── GIVEN DATA

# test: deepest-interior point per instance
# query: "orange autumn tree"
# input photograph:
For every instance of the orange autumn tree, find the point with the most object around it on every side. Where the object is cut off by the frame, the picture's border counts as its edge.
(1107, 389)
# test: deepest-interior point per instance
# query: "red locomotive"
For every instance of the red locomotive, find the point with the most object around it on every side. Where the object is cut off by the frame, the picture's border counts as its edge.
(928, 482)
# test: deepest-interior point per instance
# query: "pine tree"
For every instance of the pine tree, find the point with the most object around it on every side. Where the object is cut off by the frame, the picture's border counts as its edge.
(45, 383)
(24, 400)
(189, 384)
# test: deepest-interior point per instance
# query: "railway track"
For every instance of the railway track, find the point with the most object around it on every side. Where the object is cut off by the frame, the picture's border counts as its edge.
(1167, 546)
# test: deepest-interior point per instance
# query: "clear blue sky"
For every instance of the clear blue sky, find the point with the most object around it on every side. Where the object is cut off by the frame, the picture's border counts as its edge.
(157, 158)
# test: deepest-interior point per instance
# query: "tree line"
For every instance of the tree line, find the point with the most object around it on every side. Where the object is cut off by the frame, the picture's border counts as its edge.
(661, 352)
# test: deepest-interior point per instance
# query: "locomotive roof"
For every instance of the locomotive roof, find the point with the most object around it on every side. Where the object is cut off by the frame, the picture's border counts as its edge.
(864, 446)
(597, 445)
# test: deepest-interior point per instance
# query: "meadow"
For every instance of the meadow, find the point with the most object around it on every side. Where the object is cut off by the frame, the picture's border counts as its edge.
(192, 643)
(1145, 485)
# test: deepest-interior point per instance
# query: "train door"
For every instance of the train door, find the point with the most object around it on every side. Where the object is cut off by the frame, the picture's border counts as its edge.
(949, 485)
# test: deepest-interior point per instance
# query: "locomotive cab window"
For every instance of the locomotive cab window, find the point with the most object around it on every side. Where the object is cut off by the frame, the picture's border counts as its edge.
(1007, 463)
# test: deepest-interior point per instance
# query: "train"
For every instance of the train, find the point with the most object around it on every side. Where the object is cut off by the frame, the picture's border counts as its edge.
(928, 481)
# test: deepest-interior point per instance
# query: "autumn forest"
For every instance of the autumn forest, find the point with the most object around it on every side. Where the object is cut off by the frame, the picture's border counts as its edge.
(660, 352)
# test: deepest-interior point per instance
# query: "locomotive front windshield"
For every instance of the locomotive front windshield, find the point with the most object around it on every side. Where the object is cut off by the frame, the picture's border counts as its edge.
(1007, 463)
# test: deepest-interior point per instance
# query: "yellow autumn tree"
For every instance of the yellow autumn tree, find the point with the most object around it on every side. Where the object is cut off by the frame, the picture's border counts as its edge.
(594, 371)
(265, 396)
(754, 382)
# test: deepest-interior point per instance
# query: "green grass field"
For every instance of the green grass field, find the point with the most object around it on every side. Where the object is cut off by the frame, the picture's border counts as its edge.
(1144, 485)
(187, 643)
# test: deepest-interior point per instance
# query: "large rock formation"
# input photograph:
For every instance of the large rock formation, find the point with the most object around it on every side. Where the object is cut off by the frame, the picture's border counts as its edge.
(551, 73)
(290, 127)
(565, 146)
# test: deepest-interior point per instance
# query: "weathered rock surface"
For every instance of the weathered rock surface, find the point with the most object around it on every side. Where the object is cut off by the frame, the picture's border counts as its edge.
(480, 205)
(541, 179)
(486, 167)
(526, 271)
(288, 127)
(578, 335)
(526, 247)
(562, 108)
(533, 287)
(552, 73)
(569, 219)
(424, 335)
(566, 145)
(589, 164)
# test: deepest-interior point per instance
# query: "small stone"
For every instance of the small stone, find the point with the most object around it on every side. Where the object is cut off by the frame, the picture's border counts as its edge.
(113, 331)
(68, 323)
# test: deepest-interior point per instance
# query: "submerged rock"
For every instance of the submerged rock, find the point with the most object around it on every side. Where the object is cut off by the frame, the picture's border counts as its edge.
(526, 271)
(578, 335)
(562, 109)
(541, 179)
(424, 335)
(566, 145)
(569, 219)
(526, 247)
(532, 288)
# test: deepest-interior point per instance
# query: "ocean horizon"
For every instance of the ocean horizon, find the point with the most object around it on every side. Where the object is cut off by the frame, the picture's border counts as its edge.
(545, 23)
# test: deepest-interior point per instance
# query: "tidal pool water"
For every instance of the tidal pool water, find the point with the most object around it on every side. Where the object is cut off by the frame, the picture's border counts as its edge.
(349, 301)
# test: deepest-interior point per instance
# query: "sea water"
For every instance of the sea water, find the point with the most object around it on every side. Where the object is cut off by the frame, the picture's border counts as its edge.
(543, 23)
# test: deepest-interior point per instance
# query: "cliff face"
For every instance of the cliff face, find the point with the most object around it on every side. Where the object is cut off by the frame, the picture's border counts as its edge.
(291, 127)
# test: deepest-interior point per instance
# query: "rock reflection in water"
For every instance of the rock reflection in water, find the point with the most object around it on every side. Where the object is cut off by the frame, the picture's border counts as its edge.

────

### [WHAT TO WORK ON]
Put every line of the records above into a Markdown table with the columns Row and Line, numbering each row and skipping any blank lines.

### [RESPONSE FOR THIS EXERCISE]
| Row | Line |
|---|---|
| 1 | # test: deepest-interior point per instance |
| 2 | # query: "orange autumn tree" |
| 3 | # input photograph: |
| 4 | For every instance of the orange autumn tree, find the point with the most object around it on every side. Where the object is cut off by the frame, the picture's border counts as its edge. |
| 5 | (1107, 389) |
| 6 | # test: deepest-interior point per instance |
| 7 | # query: "red locomotive" |
| 8 | For every instance of the red locomotive, find the point with the most object around it on every side. Where the object is cut off by the frame, the picture's border counts as its edge. |
| 9 | (928, 482) |
| 10 | # test: deepest-interior point per instance |
| 11 | # query: "pine tree" |
| 12 | For every instance of the pine tree, find the point with the most object around it on every side. Where the object is cut off by the frame, the picture's border counts as its edge. |
| 13 | (45, 383) |
| 14 | (24, 400) |
| 15 | (189, 384) |
| 16 | # test: deepest-interior point per instance |
| 17 | # query: "railway track" |
| 18 | For every instance of the railway track, find the point with the most object around it on every side. Where the object is cut off by the frame, the picture's border counts as its edge. |
| 19 | (1167, 546) |
| 20 | # test: deepest-interior point per instance |
| 21 | # query: "clear blue sky" |
| 22 | For every instance of the clear blue sky, find the point with the most object around it on every side. Where the object is cut off by the frame, the picture's border counts as its edge. |
| 23 | (157, 158) |
| 24 | # test: deepest-interior point per instance |
| 25 | # query: "tree line" |
| 26 | For every instance of the tree line, find the point with the most object around it on every side. Where the object is cut off by the frame, the picture's border counts as its edge. |
| 27 | (661, 352) |
| 28 | # test: deepest-interior point per instance |
| 29 | # query: "locomotive roof" |
| 30 | For every instance of the locomotive roof, find the point with the most object around it on every side. Where the object is cut off by the frame, the picture's border counts as its edge. |
| 31 | (864, 446) |
| 32 | (597, 445) |
| 33 | # test: deepest-interior point per instance |
| 34 | # query: "meadow" |
| 35 | For every instance of the meadow, find the point with the most object around it on every side. Where the object is cut off by the frame, the picture's border counts as its edge. |
| 36 | (192, 643) |
| 37 | (1145, 485) |
| 38 | # test: deepest-interior point per instance |
| 39 | # query: "train door" |
| 40 | For every instance of the train door, find the point with the most object around it on every side. Where the object is cut off by the frame, the picture's border counts as its edge. |
| 41 | (949, 485) |
| 42 | # test: deepest-interior point per instance |
| 43 | # query: "locomotive cab window" |
| 44 | For every instance of the locomotive cab window, find the point with the most object around it on every side. Where the object is cut off by the frame, the picture's border counts as its edge. |
| 45 | (1007, 463) |
| 46 | # test: deepest-interior point per instance |
| 47 | # query: "train" |
| 48 | For every instance of the train, find the point with the most object around it on every side. Where the object is cut off by the frame, the picture's border counts as its edge. |
| 49 | (928, 481) |
| 50 | # test: deepest-interior point per instance |
| 51 | # query: "autumn forest" |
| 52 | For every instance of the autumn forest, find the point with the most object around it on every side. Where the object is cut off by the frame, the picture's border counts as its edge. |
| 53 | (660, 352) |
| 54 | # test: deepest-interior point per instance |
| 55 | # query: "locomotive front windshield" |
| 56 | For every instance of the locomotive front windshield, find the point with the most object around it on every side. Where the object is cut off by the frame, the picture's border counts as its edge. |
| 57 | (1007, 463) |
| 58 | # test: deepest-interior point per instance |
| 59 | # query: "yellow autumn tree" |
| 60 | For every instance of the yellow autumn tree, find the point with the most object around it on every side. Where the object is cut off by the frame, the picture's border counts as its edge. |
| 61 | (594, 371) |
| 62 | (265, 396) |
| 63 | (754, 382) |
| 64 | # test: deepest-interior point per instance |
| 65 | # query: "green grass field" |
| 66 | For every instance of the green grass field, find the point with the most object around it on every side. Where the object is cut off by the frame, the picture's border counts as its edge. |
| 67 | (1144, 485) |
| 68 | (187, 643) |
| 69 | # test: deepest-interior point per instance |
| 70 | # query: "large rock formation" |
| 71 | # input photograph: |
| 72 | For every instance of the large rock formation, find the point with the most object around it on every side. Where the object is cut off by the frame, the picture's border counts as its edge. |
| 73 | (551, 73) |
| 74 | (290, 127) |
| 75 | (565, 146) |
| 76 | # test: deepest-interior point per instance |
| 77 | # query: "weathered rock surface" |
| 78 | For every instance of the weathered rock surface, find the point with the most object around it on every side. Where the object is cut off by the frame, the picture's border counts as its edge. |
| 79 | (480, 205) |
| 80 | (541, 179) |
| 81 | (486, 167) |
| 82 | (526, 271) |
| 83 | (288, 127) |
| 84 | (578, 335) |
| 85 | (526, 247) |
| 86 | (562, 108) |
| 87 | (533, 287) |
| 88 | (552, 73) |
| 89 | (569, 219) |
| 90 | (424, 335) |
| 91 | (566, 145) |
| 92 | (589, 164) |
| 93 | # test: deepest-interior point per instance |
| 94 | # query: "small stone" |
| 95 | For every instance of the small stone, find the point with the most object around it on every side. Where the object is cut off by the frame, the picture's border counts as its edge. |
| 96 | (113, 331) |
| 97 | (68, 323) |
| 98 | # test: deepest-interior point per instance |
| 99 | # query: "submerged rock" |
| 100 | For every instance of the submerged rock, find the point with the most object around it on every side. Where the object is cut off by the frame, the picture's border counts as its edge. |
| 101 | (526, 271) |
| 102 | (578, 335) |
| 103 | (562, 109) |
| 104 | (541, 179) |
| 105 | (424, 335) |
| 106 | (566, 145) |
| 107 | (569, 219) |
| 108 | (526, 247) |
| 109 | (532, 288) |
| 110 | # test: deepest-interior point per instance |
| 111 | # query: "ocean horizon" |
| 112 | For every instance of the ocean horizon, find the point with the most object around it on every side. Where the object is cut off by the frame, the picture's border counts as its edge. |
| 113 | (545, 23) |
| 114 | # test: deepest-interior point per instance |
| 115 | # query: "tidal pool water" |
| 116 | For every instance of the tidal pool water, find the point with the most object around it on every side. Where the object is cut off by the frame, the picture's border counts as its edge. |
| 117 | (349, 301) |
| 118 | # test: deepest-interior point per instance |
| 119 | # query: "sea water" |
| 120 | For every instance of the sea water, find the point with the most object around it on every side. Where the object is cut off by the frame, the picture's border counts as its edge. |
| 121 | (543, 23) |
| 122 | # test: deepest-interior point per instance |
| 123 | # query: "cliff face" |
| 124 | For every instance of the cliff face, find the point with the most object around it on every side. Where the object is cut off by the frame, the picture's border counts as its edge. |
| 125 | (291, 127) |
| 126 | # test: deepest-interior point per instance |
| 127 | # query: "rock reflection in water" |
| 128 | For every instance of the rock reflection in water, find the point with the most object around it on every side. Where the object is cut off by the frame, the picture's border counts as its edge. |